[Reading passage]:
Notably, the sale comes after the bitcoin price was basically cut in half from its October all-time high when it hit around $125,000; however, Cango also made it clear that they’re still committed to their bitcoin mining operations, despite the additional expansion into AI. The company says the transaction was settled in Tether’s USDT stablecoin.
Cango is far from the first bitcoin mining company to get involved with the AI data center industry. While the chips used in bitcoin mining are made specifically for hashing the SHA-256 algorithm and are not applicable to the AI industry, the basic, real-world infrastructure built around those machines is very similar to what is needed for AI, especially in terms of access to a large amount of cheap electricity that can be used to power any computer hardware all day long.
Some of the other bitcoin mining companies that have already expanded into the realm of AI include IREN, Core Scientific, and Riot Platforms. And yes, some bitcoin mining companies have indeed abandoned the crypto asset completely in search of AI-focused profits.
It’s sometimes difficult to tell when a publicly-traded company is pivoting to a new technology for business reasons or to market its stock to retail buyers. The recent mentions of AI in press releases from all kinds of different companies traded on the stock market are reminiscent of the similar “blockchain” phenomenon of 2017 and 2018, where everyone from iced tea companies to camera manufacturer Kodak was touting the revolutionary aspects of blockchain technology that would revitalize their companies. There are undoubtedly at least a handful of companies that were pivoting to blockchain back then that are now touting their new AI capabilities. But as already mentioned, there are also clear reasons an expansion into AI is likely to make business sense for those already involved with bitcoin mining.

[Raw records]:
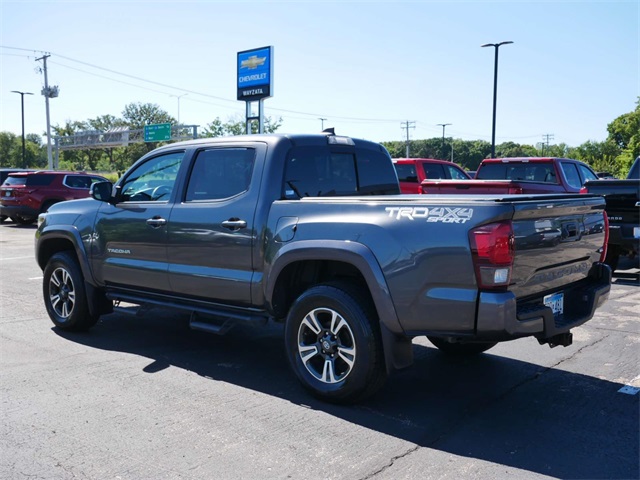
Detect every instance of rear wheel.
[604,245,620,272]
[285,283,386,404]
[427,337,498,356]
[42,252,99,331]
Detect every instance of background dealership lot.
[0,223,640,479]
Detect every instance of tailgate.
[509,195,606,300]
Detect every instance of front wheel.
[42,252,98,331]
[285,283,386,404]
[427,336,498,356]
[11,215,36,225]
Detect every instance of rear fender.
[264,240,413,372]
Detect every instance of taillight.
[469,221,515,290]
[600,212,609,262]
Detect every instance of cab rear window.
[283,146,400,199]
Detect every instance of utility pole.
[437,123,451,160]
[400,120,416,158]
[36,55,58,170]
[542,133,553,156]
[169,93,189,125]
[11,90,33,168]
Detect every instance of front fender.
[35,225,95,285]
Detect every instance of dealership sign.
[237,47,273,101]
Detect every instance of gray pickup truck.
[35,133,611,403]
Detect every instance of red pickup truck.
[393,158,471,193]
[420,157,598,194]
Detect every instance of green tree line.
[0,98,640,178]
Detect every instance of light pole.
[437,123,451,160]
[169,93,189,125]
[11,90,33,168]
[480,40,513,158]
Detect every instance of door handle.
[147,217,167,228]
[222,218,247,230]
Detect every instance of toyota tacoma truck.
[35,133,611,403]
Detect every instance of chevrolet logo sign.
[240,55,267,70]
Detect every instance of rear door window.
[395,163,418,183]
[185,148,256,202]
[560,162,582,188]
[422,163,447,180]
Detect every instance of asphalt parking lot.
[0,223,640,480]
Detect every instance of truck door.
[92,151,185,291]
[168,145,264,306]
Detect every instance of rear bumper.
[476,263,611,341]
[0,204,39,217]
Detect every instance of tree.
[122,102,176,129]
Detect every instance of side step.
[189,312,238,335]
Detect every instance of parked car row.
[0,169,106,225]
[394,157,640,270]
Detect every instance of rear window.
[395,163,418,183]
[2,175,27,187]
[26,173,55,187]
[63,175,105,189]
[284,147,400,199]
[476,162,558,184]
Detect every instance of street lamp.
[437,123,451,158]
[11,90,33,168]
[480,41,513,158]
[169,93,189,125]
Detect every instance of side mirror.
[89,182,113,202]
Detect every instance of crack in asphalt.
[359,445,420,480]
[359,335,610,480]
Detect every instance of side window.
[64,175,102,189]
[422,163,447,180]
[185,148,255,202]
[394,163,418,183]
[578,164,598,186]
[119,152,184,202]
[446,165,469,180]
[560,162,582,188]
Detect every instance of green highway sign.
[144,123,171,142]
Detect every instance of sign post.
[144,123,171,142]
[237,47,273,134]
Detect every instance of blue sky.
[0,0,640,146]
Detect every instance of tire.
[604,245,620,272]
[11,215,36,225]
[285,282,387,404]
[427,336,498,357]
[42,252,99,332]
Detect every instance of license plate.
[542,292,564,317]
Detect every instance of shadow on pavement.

--

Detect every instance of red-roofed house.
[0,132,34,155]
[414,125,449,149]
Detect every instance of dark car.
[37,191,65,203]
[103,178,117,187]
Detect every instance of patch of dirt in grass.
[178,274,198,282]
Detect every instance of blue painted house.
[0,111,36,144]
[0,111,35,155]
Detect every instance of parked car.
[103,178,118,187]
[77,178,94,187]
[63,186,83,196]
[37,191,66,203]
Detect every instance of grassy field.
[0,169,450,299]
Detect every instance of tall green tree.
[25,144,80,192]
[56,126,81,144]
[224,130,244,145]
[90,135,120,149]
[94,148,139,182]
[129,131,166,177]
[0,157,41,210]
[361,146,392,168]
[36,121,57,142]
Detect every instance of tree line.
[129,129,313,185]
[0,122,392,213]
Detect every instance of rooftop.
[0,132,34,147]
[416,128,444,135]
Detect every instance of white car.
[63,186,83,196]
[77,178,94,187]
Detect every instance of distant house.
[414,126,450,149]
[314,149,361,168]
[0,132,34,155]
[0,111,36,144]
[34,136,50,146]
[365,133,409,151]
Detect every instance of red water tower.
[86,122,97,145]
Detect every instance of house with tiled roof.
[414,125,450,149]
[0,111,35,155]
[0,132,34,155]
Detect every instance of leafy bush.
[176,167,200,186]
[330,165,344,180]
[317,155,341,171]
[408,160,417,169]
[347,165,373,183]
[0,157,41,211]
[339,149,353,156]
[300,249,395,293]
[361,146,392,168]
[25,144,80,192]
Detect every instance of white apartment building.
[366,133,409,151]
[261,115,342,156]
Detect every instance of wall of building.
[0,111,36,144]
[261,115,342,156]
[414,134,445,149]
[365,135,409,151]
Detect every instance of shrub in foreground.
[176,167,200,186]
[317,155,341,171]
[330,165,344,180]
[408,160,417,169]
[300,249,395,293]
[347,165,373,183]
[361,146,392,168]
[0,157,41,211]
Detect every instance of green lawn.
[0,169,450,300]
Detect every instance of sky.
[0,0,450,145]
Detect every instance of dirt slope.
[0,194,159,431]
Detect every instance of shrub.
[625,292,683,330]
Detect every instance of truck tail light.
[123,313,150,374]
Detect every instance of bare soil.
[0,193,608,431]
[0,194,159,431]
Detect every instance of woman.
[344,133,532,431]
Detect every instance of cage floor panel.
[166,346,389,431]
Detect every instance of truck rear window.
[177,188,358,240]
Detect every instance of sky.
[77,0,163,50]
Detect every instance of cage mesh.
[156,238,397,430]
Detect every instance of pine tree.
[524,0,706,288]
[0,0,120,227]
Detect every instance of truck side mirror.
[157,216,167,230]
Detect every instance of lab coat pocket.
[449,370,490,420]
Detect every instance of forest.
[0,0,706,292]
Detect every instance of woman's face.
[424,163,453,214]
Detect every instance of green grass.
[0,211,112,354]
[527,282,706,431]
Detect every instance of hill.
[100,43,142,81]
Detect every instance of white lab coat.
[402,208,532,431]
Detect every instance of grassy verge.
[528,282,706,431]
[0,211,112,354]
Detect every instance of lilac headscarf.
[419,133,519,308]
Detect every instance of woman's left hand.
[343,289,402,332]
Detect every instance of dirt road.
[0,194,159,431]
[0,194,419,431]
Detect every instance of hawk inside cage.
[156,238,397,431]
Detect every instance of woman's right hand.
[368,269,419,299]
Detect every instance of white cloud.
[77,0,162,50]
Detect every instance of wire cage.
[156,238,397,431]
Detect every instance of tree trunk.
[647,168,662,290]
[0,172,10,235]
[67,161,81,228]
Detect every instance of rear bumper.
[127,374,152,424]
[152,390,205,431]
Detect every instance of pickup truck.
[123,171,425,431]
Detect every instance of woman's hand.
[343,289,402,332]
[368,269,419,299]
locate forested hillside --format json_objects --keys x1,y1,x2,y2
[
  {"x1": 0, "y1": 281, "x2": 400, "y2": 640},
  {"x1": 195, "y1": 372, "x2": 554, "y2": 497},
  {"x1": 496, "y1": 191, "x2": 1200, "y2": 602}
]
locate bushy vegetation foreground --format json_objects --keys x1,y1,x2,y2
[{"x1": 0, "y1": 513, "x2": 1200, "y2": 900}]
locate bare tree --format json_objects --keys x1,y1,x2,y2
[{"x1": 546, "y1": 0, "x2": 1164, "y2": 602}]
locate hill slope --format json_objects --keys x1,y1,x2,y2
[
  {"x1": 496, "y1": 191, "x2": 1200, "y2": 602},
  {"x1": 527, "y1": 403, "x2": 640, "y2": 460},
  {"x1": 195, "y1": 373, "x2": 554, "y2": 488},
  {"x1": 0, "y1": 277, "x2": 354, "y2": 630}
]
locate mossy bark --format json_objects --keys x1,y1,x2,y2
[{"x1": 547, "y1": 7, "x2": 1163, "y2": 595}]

[Request 1]:
From the passage on bitcoin miners moving into AI, list every bitcoin mining company it names.
[Request 2]:
Answer these questions from the passage on bitcoin miners moving into AI:
(a) What stablecoin was used to settle Cango's transaction?
(b) Which algorithm are bitcoin mining chips made specifically to hash?
(c) In which years did the "blockchain" phenomenon happen?
[Request 3]:
Please carry the passage on bitcoin miners moving into AI forward from its final sentence.

[Task response 1]:
Cango
IREN
Core Scientific
Riot Platforms

[Task response 2]:
(a) Tether's USDT
(b) SHA-256
(c) 2017 and 2018

[Task response 3]:
Bitcoin’s recent price decline has had a direct impact on the very asset that miners generate with their hardware and associated energy costs, although the recent snowstorm that ran through much of the country turned out to be quite profitable for those who have curtailment deals for selling electricity back to the grid when everyone is staying home and using their heat. Meanwhile, other bitcoin mining startups are looking at ways to integrate machines into home heating equipment as a way to offset the costs of climate control.
Of course, the other aspect of this sale that is interesting is that Cango is paying down a leveraged position on Bitcoin at a time when the price has been in a downward spiral. Many companies have taken on bitcoin as a long-term reserve asset in their treasuries over the past couple of years, so that the sale of around $305 million worth of bitcoin from such a treasury is notable from that perspective.
There are worries that deleveraging events with some of the larger digital asset treasury (DAT) companies that leverage debt in their strategies, namely bitcoin treasury company Strategy, could lead to a downward death spiral for the bitcoin price; however, Strategy recently stated that the price would have to drop to $8,000 for real concerns regarding their balance sheet to pop up. That said, Strategy saw massive unrealized losses of $17 billion in the last quarter of 2025, and a separate DAT focused on Ethereum is already dealing with $7.5 billion in unrealized losses less than a year since its original launch.
Some DAT executives at the recent Digital Assets at Duke event have indicated they can weather the recent price turmoil, as their success or failure will be measured over much longer timeframes. But it’s also worth remembering that not all DAT companies are created and managed equally.